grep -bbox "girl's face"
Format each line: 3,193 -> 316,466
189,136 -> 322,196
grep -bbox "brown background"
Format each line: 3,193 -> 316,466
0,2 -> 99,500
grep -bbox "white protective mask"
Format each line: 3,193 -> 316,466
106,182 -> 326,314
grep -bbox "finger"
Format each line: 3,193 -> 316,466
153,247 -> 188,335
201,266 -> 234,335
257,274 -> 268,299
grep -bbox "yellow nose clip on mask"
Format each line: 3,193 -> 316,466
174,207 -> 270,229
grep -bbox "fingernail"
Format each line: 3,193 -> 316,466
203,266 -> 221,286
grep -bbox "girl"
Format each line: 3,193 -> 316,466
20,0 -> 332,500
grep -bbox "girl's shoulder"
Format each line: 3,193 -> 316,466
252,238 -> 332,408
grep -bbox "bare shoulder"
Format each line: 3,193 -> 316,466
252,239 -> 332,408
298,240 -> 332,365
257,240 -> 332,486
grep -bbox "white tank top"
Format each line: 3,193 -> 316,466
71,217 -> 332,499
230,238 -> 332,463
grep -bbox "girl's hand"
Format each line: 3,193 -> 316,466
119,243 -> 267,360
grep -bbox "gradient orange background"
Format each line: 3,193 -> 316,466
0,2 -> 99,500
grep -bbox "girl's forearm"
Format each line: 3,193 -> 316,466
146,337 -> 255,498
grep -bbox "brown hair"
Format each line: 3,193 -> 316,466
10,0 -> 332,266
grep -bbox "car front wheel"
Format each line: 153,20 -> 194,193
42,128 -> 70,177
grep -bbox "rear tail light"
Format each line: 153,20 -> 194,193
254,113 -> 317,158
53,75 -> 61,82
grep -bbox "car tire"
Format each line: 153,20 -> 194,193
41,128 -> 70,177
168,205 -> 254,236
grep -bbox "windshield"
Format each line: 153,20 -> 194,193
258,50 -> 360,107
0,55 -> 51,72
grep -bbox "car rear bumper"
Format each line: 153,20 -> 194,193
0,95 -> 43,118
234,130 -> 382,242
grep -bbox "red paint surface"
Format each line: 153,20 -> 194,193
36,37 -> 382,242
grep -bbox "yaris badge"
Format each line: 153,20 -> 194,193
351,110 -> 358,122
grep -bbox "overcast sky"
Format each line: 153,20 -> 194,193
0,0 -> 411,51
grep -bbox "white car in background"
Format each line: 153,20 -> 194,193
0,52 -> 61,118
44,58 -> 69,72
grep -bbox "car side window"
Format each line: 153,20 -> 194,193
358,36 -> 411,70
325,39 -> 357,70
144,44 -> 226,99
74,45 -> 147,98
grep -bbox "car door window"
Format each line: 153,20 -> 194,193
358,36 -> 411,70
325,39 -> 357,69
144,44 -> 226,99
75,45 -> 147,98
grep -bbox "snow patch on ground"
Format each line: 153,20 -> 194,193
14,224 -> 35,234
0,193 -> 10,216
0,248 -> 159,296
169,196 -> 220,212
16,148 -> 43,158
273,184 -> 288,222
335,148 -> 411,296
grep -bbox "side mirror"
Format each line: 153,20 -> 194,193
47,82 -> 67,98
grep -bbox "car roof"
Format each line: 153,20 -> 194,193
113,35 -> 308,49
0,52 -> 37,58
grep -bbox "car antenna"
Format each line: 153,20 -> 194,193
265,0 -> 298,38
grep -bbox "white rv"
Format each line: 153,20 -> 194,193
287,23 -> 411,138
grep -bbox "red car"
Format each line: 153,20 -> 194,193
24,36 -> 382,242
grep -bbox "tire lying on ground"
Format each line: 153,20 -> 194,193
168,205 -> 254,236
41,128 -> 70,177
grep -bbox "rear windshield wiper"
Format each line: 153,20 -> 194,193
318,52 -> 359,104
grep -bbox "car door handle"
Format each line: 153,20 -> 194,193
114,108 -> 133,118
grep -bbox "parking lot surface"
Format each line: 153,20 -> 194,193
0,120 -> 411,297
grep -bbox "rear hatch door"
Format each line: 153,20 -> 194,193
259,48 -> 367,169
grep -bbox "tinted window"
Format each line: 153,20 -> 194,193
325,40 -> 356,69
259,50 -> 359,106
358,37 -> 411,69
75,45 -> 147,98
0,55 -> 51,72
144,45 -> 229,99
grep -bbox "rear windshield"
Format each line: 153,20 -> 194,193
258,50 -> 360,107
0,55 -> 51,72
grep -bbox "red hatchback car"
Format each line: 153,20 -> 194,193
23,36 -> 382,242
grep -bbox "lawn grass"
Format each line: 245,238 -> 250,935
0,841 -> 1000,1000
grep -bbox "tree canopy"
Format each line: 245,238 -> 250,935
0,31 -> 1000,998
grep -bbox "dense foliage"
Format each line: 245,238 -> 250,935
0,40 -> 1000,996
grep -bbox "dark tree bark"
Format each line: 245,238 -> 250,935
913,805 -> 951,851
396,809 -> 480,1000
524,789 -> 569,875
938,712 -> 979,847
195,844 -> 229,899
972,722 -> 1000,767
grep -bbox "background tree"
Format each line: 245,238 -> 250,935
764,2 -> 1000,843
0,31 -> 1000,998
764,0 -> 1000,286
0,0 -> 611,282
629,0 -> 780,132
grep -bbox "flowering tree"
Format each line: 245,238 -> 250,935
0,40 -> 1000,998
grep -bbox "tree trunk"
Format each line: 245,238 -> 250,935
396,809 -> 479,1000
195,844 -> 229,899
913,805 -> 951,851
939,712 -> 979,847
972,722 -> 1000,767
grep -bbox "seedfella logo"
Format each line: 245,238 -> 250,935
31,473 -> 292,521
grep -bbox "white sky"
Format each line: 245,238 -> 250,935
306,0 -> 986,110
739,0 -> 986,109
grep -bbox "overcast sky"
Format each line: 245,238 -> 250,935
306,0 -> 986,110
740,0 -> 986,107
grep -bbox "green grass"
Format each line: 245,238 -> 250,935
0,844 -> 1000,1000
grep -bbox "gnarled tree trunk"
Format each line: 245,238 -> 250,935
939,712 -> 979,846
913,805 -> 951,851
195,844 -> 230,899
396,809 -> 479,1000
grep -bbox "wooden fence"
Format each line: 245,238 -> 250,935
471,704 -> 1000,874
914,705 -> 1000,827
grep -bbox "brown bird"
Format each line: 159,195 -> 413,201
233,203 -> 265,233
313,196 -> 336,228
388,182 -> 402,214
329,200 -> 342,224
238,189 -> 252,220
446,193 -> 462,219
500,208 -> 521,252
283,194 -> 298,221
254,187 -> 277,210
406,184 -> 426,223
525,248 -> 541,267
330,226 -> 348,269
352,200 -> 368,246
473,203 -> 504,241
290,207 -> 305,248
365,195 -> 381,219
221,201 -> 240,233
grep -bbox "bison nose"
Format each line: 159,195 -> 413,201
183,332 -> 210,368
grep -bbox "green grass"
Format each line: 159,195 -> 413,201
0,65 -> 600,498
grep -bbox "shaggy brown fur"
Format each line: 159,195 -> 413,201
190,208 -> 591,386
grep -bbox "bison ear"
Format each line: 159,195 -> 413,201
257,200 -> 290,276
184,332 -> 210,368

### CHALLENGE
Scale the entries above, starting with the first line and going on through the line containing "252,238 -> 332,408". Reproduce every line, requests included, but multiply each bounding-box coordinate in the answers by 2 and round to whole numbers with halves going up; leave the request lines and their format samples unchanged.

### THE ANSWER
grep -bbox "girl's face"
Format each line: 3,193 -> 316,466
378,272 -> 644,392
grep -bbox "brown background"
Format each line: 3,193 -> 316,466
0,4 -> 198,1000
grep -bbox "white protective mask"
Format each line: 3,193 -> 316,466
212,364 -> 652,628
grep -bbox "finger"
Format each line: 3,193 -> 316,466
306,494 -> 376,670
402,532 -> 468,670
514,548 -> 536,598
grep -bbox "yellow nose clip on mask"
Format each line: 3,193 -> 316,466
348,414 -> 540,458
grep -bbox "fingernail"
Format each line: 3,193 -> 316,466
406,532 -> 442,572
grep -bbox "girl"
Format each line: 3,193 -> 316,466
40,0 -> 664,1000
grep -bbox "girl's shoulder"
Format each line: 3,193 -> 316,466
504,476 -> 664,816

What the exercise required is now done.